• INSTRUCTION
Include in the output the line containing "to the tile" and each subsequent line of the records, through the end, transcribed exactly. Add nothing else.

• EXERCISE INPUTS
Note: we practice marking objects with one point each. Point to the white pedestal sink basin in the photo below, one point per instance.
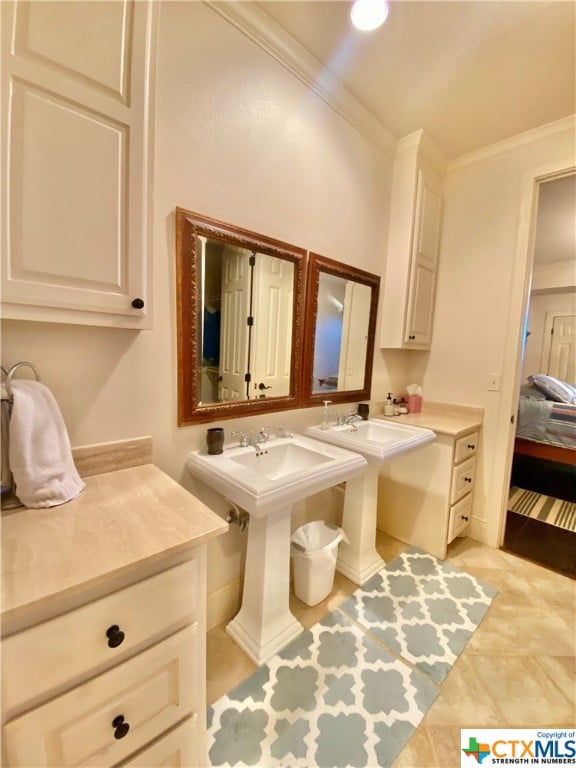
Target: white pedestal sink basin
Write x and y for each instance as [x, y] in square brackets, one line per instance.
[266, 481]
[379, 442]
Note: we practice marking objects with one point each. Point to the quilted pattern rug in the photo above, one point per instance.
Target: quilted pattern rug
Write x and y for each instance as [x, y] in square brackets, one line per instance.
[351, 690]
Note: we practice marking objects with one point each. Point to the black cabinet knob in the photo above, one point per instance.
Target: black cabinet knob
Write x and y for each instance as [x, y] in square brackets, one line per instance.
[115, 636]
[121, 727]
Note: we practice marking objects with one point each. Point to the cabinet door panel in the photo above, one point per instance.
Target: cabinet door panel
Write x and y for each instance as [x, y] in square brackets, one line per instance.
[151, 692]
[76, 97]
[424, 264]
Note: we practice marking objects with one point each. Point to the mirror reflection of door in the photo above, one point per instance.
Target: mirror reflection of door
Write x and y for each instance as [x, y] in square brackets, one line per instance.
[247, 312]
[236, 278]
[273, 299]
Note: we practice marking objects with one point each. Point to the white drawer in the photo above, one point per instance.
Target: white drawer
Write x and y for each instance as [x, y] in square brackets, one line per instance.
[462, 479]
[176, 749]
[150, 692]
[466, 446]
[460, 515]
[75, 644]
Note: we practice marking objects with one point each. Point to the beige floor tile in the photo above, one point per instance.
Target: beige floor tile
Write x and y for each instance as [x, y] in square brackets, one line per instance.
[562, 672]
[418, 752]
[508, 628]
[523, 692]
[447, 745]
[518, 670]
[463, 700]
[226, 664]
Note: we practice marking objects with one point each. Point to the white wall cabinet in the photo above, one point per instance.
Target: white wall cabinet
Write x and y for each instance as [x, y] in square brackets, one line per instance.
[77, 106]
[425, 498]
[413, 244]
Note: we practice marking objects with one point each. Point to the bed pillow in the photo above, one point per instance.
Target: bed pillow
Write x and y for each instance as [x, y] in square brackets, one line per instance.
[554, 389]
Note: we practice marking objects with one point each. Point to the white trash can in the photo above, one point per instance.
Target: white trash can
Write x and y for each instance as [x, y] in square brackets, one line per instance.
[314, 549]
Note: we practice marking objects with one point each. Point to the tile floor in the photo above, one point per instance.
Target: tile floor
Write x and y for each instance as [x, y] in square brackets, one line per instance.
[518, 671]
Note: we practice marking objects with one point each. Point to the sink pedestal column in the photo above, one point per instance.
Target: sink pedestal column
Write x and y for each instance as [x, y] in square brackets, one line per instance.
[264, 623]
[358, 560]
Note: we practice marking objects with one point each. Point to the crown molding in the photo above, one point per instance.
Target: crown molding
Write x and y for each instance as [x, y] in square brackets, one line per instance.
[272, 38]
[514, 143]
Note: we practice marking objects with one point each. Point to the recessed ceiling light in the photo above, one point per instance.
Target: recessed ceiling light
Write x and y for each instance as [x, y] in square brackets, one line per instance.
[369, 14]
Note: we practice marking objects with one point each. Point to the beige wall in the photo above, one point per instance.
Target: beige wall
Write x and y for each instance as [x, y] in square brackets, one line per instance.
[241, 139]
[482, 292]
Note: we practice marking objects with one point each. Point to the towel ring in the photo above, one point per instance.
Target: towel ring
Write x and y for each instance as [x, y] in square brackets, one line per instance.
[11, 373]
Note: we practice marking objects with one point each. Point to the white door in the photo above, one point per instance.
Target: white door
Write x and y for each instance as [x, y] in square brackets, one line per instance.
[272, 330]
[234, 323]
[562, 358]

• TASK ANSWER
Note: we practice marking objects with one point each. Point to the tile floor in the photo above, one point per instance.
Target: tile floor
Write x and y for each instance as [x, y] in square brackets, one line per instance.
[518, 671]
Note: we practice marking objects with one point each. Point to the sink pedestal column in the photo above, one point per instance.
Target: sink pedestal column
Write x and y for each instance as [x, y] in square brackets, one line per instance.
[264, 623]
[358, 560]
Note: we practice marking objects with one point each. Point to the crown molding in the photo above, one point per instance.
Target: crown molding
Write x and y for each instance as [x, y] in square brackets, one line per instance.
[272, 38]
[514, 143]
Note: we practice marking objects with one point each. Point to the recessed ceiling light in the photo above, one point per instance.
Target: recessed ceiling light
Write x and y for each instance as [x, y] in square brackets, one line per instance.
[369, 14]
Note: we practice marking objects with one point each. Point to the beige wall in the photo above, one point per instance.
Target: beige wall
Write x and y for each instance as [x, y] in square brackets, one line per instance.
[241, 139]
[482, 292]
Note: we practice marking objects with one point each. Point to the towel ring in the photo above, one point per instance.
Target: towel ring
Write x and y for each instance as [x, y] in square brackets, one line per instance.
[11, 373]
Note: we practice marking objects with one point each. Point to the white door in the photo above, one point per instance.
Target: white door
Write x and y for each instance as [x, y] in square brackets, one line per instance.
[272, 330]
[234, 323]
[562, 358]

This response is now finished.